### Required task
Count the lines in the rows below that contain the string "white", treating uppercase and lowercase letters as distinct. Reply with that number only.

--- start Dataset entries ---

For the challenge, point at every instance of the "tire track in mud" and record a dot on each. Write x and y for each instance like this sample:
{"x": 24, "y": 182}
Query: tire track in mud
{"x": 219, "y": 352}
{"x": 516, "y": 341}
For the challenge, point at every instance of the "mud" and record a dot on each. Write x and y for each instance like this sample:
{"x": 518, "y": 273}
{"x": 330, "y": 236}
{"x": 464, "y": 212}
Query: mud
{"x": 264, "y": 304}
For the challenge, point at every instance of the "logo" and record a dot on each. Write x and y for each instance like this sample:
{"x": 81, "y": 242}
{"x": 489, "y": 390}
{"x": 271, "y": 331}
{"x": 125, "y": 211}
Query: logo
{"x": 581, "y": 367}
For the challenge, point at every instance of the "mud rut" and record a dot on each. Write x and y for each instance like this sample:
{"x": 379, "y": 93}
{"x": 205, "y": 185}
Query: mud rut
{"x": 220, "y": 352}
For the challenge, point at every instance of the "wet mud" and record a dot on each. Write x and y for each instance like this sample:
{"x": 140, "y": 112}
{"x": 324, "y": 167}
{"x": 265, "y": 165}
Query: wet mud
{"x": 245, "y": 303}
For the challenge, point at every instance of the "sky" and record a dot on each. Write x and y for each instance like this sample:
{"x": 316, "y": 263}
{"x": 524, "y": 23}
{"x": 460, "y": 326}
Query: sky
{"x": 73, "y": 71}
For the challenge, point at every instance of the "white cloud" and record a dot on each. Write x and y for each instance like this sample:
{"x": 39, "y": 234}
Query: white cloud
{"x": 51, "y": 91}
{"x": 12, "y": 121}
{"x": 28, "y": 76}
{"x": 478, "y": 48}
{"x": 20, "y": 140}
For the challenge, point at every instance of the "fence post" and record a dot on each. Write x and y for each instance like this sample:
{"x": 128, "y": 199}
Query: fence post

--- end Dataset entries ---

### Result of this task
2